Provided passage:
Brand Impersonation and the role of CISOs

Emerging technologies have marked a surge in cyberattacks as economies undergo a digital push. The mushrooming rate of digitisation, fuelled by the COVID-19 pandemic, has led to this ongoing spurt of cybercrime. And be it traditional phishing or malware propagation attacks, advertising fraud or e-commerce fraud, or business email compromise (BEC), brand impersonation or spoofing of reputed brand sites remains paramount in various cybercriminal strategies because nothing works better than riding along the trust and goodwill of well-reputed brands to lure people into a scam.

“Brand”, a relatively new term for cyber security, has completely evolved in the present situation. A term that was just a marketing challenge has now become a legitimate security concern. It now does not limit to how people talk about the brand but also about how criminals pretend to be the brand. This gap generated by scammers between you and your customers exponentially enlarges the potential for harm, causing immediate and long-lasting damage. Cybercriminals may be creating and ceiling counterfeit goods through the spoofed website, sometimes, they may harvest your customers’ user information, and at times they may push false narratives in your brand’s name. Even in the worst-case scenario of scammers hacking into your organisation’s account to fulfil their objectives, the outcome, more or less, remains the same. What actually differs is the significant variations in the tactics they use.

Now let’s answer one of the biggest questions in such cases – “Who holds the responsibility to address the concern?” Well, there isn’t any specific answer to this question since this is a cyber security concern and an issue related to brand protection as well. But does it matter if, in any case, it comes under any of the two?

Cybercriminals do not care what your team’s responsibilities are and what scope it works under. They run simple tactics – set up a fake website, send phishing emails, lure customers and harvest credentials – and it works all the time. Some say it comes under the realm of security practitioners; others say it is the responsibility of incident response. While others also consider it a customer service or marketing team’s responsibility. While companies are busy guessing whose responsibility it is to deal with the same, the attacks keep mounting.

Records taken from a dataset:

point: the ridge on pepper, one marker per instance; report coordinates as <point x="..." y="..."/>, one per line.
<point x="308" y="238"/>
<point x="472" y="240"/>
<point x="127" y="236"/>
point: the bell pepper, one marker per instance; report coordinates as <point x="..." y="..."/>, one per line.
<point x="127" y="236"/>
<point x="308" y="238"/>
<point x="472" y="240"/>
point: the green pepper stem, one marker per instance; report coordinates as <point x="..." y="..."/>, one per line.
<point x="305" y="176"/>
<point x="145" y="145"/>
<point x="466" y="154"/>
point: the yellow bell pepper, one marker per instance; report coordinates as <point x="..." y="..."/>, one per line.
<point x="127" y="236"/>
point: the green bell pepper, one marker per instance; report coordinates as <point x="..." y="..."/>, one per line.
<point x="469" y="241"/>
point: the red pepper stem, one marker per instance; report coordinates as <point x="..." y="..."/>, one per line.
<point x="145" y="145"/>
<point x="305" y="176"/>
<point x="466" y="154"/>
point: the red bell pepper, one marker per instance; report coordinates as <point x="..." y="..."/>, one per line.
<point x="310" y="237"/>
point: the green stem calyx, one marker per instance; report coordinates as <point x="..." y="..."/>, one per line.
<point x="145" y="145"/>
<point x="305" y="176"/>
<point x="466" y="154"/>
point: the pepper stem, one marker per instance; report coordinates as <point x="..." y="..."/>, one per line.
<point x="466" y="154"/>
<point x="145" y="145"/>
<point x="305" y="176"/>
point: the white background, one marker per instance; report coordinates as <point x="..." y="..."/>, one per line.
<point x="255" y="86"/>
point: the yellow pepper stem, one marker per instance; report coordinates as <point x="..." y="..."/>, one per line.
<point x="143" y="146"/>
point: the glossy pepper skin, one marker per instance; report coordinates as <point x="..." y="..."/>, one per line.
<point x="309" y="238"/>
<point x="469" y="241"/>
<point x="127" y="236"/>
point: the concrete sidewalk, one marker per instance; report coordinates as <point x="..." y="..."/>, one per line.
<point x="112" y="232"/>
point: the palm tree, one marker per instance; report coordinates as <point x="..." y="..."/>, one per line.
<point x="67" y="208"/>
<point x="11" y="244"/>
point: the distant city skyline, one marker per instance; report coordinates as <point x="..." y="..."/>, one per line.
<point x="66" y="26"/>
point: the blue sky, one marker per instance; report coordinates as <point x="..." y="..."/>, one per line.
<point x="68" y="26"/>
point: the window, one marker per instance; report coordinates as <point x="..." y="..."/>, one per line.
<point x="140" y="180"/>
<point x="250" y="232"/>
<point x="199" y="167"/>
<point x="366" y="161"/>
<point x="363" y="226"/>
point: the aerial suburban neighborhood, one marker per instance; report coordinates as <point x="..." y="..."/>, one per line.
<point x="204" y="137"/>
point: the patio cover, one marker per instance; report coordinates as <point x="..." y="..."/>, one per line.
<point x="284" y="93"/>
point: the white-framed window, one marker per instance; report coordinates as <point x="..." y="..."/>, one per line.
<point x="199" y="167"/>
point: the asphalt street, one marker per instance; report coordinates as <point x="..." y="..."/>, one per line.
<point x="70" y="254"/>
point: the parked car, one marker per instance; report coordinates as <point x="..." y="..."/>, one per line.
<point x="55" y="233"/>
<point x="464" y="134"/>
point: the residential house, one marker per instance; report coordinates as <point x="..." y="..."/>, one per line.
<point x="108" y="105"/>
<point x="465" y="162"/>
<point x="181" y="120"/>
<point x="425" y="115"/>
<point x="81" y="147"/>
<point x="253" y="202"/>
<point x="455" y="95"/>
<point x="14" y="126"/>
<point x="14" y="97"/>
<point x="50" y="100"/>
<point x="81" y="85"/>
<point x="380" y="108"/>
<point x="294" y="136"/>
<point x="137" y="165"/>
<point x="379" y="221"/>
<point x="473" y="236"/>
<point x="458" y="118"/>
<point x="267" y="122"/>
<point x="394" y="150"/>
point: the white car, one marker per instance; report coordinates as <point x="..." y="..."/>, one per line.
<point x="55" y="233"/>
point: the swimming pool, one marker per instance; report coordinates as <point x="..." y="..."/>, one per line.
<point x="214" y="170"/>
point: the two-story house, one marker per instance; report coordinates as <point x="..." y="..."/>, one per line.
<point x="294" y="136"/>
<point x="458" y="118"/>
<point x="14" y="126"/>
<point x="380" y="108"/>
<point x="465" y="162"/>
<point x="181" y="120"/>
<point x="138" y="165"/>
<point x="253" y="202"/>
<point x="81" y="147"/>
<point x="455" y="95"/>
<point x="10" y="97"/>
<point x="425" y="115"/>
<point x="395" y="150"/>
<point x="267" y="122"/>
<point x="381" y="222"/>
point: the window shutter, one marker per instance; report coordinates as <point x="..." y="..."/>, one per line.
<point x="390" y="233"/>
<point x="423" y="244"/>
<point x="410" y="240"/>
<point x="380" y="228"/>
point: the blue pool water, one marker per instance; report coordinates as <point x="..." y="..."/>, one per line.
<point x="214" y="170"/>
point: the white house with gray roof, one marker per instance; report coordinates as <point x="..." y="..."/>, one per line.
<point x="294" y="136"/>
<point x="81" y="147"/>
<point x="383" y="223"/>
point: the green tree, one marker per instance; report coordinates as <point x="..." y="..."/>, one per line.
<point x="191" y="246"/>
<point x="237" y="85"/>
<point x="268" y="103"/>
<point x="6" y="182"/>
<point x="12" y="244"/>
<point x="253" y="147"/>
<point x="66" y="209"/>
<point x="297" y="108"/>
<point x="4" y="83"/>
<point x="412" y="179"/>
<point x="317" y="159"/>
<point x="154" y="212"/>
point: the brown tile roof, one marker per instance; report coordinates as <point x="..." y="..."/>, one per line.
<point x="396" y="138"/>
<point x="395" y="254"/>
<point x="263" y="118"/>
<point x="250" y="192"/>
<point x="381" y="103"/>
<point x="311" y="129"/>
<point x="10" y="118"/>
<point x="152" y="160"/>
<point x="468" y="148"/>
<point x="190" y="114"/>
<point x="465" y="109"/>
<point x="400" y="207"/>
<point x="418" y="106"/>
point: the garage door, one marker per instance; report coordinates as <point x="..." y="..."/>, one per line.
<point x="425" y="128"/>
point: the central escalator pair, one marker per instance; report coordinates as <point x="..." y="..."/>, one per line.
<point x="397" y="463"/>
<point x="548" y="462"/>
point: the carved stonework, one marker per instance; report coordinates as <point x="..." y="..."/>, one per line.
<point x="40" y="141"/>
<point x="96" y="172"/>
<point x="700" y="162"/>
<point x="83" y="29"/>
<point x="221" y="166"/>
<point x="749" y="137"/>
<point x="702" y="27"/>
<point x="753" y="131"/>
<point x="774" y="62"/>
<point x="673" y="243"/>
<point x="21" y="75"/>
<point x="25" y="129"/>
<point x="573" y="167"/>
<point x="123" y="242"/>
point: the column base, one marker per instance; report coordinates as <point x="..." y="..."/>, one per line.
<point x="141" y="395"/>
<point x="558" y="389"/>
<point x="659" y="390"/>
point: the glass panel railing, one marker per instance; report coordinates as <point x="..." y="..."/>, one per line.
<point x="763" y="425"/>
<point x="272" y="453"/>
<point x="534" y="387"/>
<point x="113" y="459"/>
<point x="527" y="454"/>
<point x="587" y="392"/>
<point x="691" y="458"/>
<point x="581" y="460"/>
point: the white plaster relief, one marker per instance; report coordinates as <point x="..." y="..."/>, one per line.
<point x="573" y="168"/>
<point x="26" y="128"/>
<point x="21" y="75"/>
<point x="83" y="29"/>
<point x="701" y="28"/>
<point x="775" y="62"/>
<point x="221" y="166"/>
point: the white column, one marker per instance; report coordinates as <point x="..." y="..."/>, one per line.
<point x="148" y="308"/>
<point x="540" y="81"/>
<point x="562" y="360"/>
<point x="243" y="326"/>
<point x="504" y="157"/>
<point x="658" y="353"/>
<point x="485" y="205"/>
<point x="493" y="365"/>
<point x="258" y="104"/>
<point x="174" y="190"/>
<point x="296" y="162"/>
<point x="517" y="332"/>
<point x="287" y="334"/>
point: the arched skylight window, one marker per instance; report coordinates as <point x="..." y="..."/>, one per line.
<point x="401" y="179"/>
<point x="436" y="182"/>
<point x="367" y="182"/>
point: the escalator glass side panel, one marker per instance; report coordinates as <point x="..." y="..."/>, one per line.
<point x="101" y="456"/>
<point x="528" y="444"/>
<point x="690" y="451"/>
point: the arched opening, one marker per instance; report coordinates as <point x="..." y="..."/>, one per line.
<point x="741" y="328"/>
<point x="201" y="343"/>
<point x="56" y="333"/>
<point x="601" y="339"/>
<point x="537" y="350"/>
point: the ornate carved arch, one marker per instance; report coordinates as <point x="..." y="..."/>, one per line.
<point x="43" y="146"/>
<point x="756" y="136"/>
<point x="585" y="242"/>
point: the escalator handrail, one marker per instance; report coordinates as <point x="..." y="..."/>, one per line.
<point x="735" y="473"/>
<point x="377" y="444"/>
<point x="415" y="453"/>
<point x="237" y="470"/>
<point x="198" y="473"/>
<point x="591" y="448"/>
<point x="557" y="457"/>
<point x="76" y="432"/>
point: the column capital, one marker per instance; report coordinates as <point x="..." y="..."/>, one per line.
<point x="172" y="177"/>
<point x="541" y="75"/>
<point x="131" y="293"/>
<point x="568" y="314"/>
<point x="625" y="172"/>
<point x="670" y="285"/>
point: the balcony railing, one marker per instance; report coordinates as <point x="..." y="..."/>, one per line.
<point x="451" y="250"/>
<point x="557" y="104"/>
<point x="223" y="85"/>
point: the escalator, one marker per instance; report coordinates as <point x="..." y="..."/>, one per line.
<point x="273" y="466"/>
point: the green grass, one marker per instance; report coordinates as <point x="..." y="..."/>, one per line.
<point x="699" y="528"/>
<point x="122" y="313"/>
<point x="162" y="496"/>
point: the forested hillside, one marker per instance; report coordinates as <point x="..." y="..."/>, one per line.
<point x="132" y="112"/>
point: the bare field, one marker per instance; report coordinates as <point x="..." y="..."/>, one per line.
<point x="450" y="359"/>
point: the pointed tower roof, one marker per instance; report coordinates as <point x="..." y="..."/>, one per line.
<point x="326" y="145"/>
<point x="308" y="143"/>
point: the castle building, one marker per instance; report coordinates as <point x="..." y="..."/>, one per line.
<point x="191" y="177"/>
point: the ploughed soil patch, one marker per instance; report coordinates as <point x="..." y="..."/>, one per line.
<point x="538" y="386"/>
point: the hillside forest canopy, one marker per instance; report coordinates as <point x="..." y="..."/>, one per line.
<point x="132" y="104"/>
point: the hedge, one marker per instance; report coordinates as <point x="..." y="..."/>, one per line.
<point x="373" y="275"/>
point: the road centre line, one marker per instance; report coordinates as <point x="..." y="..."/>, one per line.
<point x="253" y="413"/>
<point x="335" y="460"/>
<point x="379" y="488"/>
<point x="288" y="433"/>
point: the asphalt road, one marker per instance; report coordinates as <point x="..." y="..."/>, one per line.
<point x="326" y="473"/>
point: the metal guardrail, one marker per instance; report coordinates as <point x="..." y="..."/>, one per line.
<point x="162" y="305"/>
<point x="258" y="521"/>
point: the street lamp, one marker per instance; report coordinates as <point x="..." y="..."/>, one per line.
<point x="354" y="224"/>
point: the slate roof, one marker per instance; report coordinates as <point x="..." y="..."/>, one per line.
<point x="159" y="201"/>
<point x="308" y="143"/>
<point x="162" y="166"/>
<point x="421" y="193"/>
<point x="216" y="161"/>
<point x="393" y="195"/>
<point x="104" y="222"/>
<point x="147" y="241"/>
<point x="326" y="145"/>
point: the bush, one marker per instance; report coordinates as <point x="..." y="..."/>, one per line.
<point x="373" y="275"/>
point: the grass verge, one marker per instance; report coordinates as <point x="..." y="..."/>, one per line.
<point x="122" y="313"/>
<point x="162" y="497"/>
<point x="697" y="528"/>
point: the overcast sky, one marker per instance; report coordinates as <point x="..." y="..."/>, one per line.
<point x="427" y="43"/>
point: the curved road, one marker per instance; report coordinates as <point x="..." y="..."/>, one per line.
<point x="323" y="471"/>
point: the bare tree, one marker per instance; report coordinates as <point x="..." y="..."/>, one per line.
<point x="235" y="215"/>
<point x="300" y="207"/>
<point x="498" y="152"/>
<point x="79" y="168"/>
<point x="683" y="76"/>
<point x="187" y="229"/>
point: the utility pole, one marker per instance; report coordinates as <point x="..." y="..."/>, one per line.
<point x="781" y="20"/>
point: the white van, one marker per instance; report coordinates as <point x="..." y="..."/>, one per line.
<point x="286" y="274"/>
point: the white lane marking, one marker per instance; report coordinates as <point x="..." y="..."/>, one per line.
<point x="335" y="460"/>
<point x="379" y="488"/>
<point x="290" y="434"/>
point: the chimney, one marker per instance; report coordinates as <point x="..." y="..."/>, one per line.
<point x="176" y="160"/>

What is required: Return the passage of the brand impersonation article from "Now let’s answer" up to and including "attacks keep mounting.", copied word for word.

Task output:
Now let’s answer one of the biggest questions in such cases – “Who holds the responsibility to address the concern?” Well, there isn’t any specific answer to this question since this is a cyber security concern and an issue related to brand protection as well. But does it matter if, in any case, it comes under any of the two?

Cybercriminals do not care what your team’s responsibilities are and what scope it works under. They run simple tactics – set up a fake website, send phishing emails, lure customers and harvest credentials – and it works all the time. Some say it comes under the realm of security practitioners; others say it is the responsibility of incident response. While others also consider it a customer service or marketing team’s responsibility. While companies are busy guessing whose responsibility it is to deal with the same, the attacks keep mounting.